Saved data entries
Start
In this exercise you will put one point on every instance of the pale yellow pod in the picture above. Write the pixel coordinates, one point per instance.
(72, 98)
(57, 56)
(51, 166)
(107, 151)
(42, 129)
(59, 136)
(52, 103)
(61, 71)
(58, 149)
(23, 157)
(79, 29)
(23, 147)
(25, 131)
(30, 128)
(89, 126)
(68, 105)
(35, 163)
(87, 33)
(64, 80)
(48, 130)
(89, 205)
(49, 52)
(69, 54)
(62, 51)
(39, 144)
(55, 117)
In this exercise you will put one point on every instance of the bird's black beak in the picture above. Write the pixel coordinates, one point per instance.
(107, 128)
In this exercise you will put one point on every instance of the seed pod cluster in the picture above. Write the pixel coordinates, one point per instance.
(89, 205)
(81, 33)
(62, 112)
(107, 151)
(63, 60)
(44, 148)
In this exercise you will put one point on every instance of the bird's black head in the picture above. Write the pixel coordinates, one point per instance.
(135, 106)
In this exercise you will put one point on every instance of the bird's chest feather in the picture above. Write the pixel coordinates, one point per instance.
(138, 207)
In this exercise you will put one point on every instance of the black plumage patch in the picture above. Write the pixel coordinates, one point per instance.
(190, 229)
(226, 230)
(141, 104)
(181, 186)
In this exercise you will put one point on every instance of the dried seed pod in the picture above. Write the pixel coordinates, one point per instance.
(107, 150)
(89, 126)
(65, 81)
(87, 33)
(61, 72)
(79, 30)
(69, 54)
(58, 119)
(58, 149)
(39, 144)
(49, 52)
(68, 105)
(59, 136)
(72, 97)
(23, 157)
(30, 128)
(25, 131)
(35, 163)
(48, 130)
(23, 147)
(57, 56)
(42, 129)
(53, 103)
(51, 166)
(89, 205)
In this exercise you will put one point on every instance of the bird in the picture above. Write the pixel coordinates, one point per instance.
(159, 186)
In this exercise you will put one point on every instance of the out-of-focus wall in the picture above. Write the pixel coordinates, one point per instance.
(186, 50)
End
• [Job]
Rewrite the data with "pixel coordinates" renamed to "point positions" wherever it appears, changing nothing else.

• [Written solution]
In this exercise you will put one point on every instance of the pale yellow pod in the picture above. Write the point positions, one point per instance.
(72, 98)
(57, 56)
(51, 166)
(107, 151)
(42, 129)
(59, 136)
(52, 103)
(61, 71)
(58, 149)
(23, 157)
(79, 29)
(23, 147)
(25, 131)
(30, 128)
(89, 126)
(68, 105)
(35, 163)
(87, 33)
(64, 80)
(48, 130)
(89, 205)
(49, 52)
(69, 54)
(62, 51)
(39, 144)
(55, 117)
In this exercise you will put one point on every instance of the bird's black beak in the picture above. Write the point positions, one point per instance.
(107, 128)
In this exercise you will put one point on every instance of the seed pod cluster in the picture above. Write the point positions, one point per instance.
(89, 205)
(81, 33)
(62, 112)
(107, 151)
(63, 60)
(44, 148)
In this exercise you will put one point on every instance of the bird's black head in the picture above. Write the point positions, one point per instance.
(135, 106)
In this exercise you will put one point on every instance of the bird's chest feather in the picture above. Write the point positions, one point per instance.
(138, 207)
In this exercise you will put one point on every instance of the black plumage patch in the picture above. Write the point positions, one point per instance.
(190, 229)
(226, 230)
(141, 104)
(181, 186)
In this exercise you will put one point on every instance of the dried seed pod in the picture above. Write the point positions, one point per instance.
(107, 150)
(89, 126)
(65, 81)
(87, 33)
(61, 72)
(79, 30)
(69, 54)
(58, 119)
(58, 149)
(39, 144)
(49, 52)
(68, 105)
(59, 136)
(72, 97)
(23, 157)
(30, 128)
(25, 131)
(35, 163)
(48, 130)
(23, 147)
(57, 56)
(42, 129)
(53, 103)
(51, 166)
(89, 205)
In this exercise you will put one point on every instance of the bird in the picture above. Write the point positions, one point per instance.
(159, 186)
In this exercise you will put one point on every instance of the out-of-focus wall in the picture above. Write the point positions, one point per instance.
(186, 50)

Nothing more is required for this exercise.